>> begin Given records
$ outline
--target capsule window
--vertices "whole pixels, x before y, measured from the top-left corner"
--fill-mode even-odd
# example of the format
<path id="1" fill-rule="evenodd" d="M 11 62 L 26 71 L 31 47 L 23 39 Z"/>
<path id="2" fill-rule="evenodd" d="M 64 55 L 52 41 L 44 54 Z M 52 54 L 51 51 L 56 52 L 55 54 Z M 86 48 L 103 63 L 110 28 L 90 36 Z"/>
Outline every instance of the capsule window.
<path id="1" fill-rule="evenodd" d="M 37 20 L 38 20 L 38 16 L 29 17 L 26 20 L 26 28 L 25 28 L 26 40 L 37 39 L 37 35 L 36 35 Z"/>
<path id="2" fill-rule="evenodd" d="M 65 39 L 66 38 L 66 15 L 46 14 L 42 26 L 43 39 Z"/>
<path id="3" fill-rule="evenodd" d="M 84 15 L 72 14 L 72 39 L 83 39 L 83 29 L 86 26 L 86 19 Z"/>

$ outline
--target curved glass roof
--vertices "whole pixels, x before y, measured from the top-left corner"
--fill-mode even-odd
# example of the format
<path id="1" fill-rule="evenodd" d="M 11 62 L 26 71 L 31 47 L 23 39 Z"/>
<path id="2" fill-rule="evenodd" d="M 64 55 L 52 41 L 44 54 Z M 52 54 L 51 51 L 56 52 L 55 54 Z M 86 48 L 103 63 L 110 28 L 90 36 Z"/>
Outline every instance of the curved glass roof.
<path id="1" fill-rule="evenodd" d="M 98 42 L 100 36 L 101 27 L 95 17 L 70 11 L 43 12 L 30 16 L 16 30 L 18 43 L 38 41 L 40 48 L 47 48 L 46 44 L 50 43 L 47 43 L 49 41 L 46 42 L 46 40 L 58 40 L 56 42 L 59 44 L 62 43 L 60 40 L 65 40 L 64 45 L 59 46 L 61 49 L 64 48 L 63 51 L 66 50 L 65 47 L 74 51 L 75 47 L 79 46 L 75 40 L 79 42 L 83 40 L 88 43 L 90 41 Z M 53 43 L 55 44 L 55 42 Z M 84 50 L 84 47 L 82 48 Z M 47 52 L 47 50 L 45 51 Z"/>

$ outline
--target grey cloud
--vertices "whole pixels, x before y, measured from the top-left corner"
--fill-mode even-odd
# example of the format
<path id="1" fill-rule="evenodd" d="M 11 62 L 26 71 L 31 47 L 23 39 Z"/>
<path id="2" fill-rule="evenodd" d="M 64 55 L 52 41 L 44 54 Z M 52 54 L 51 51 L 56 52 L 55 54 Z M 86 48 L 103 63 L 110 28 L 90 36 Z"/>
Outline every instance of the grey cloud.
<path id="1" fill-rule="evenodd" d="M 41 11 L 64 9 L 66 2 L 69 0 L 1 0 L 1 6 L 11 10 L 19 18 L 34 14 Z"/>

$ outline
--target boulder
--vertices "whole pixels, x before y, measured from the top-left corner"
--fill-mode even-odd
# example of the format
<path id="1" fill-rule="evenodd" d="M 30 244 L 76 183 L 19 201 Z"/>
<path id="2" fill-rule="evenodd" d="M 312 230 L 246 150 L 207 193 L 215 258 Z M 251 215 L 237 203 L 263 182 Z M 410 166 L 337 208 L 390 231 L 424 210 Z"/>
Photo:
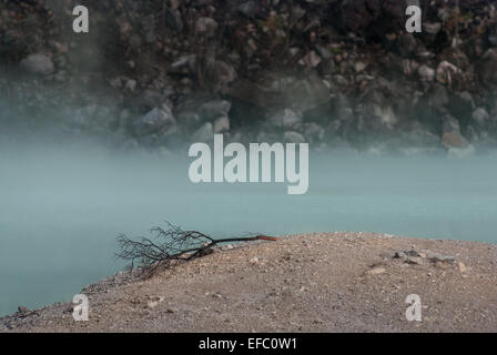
>> end Given records
> [Instructions to follow] Rewrite the whole listing above with "whole pixels" switched to "integer pixels" wherever it appears, changing nothing else. Leave out the pictures.

> [Exercise output]
$ outline
--target capsule window
--vertices "integer pixels, x before y, measured from the top-left corner"
--fill-mode even-odd
# example of the format
<path id="1" fill-rule="evenodd" d="M 11 62 L 26 71 L 31 47 L 23 39 Z"/>
<path id="2" fill-rule="evenodd" d="M 64 55 L 52 41 L 44 54 Z M 52 54 L 51 51 L 56 52 L 55 54 Z M 86 48 L 103 63 L 110 28 L 90 36 Z"/>
Outline every instance of the capsule window.
<path id="1" fill-rule="evenodd" d="M 37 20 L 38 20 L 38 16 L 29 17 L 26 20 L 26 28 L 25 28 L 26 40 L 37 39 L 37 35 L 36 35 Z"/>
<path id="2" fill-rule="evenodd" d="M 65 39 L 66 38 L 66 15 L 46 14 L 42 26 L 43 39 Z"/>
<path id="3" fill-rule="evenodd" d="M 84 15 L 72 14 L 72 39 L 83 39 L 83 29 L 86 26 L 86 19 Z"/>

$ outline
--target curved glass roof
--vertices "integer pixels, x before y, measured from the top-left corner"
--fill-mode even-odd
# example of the format
<path id="1" fill-rule="evenodd" d="M 11 62 L 26 71 L 31 47 L 23 39 Z"/>
<path id="2" fill-rule="evenodd" d="M 64 55 L 52 41 L 44 54 Z M 52 54 L 51 51 L 56 52 L 55 54 Z M 86 48 L 103 63 L 110 28 L 90 36 Z"/>
Outline every instance of the curved glass roof.
<path id="1" fill-rule="evenodd" d="M 98 42 L 100 36 L 101 27 L 95 17 L 70 11 L 43 12 L 30 16 L 16 30 L 18 43 L 38 41 L 40 48 L 47 48 L 46 44 L 50 43 L 47 43 L 49 41 L 46 42 L 46 40 L 58 40 L 56 42 L 59 44 L 62 43 L 60 40 L 65 40 L 64 45 L 59 46 L 61 49 L 64 48 L 63 51 L 66 50 L 65 47 L 74 51 L 75 47 L 79 46 L 75 40 L 79 42 L 83 40 L 88 43 L 90 41 Z M 53 43 L 55 44 L 55 42 Z M 84 50 L 84 47 L 82 48 Z M 47 52 L 47 50 L 45 51 Z"/>

$ outline
--target grey cloud
--vertices "integer pixels, x before y, measured from the top-left corner"
--fill-mode even-odd
# example of the format
<path id="1" fill-rule="evenodd" d="M 11 62 L 26 71 L 31 47 L 23 39 Z"/>
<path id="2" fill-rule="evenodd" d="M 64 55 L 52 41 L 44 54 Z M 52 54 L 51 51 L 56 52 L 55 54 Z M 86 48 L 103 63 L 110 28 L 90 36 Z"/>
Outline every instance of the grey cloud.
<path id="1" fill-rule="evenodd" d="M 41 11 L 64 9 L 66 2 L 69 0 L 1 0 L 1 6 L 11 10 L 19 18 L 34 14 Z"/>

$ outline
--target boulder
--vertices "integer pixels, x before y, measured from the top-left corner"
--fill-mode even-odd
# example of the format
<path id="1" fill-rule="evenodd" d="M 30 244 L 76 183 L 19 201 Z"/>
<path id="2" fill-rule="evenodd" d="M 312 230 L 246 150 L 207 193 L 215 258 Z M 251 215 L 237 203 L 263 182 Z M 410 166 L 337 208 L 390 231 L 424 210 Z"/>
Photo:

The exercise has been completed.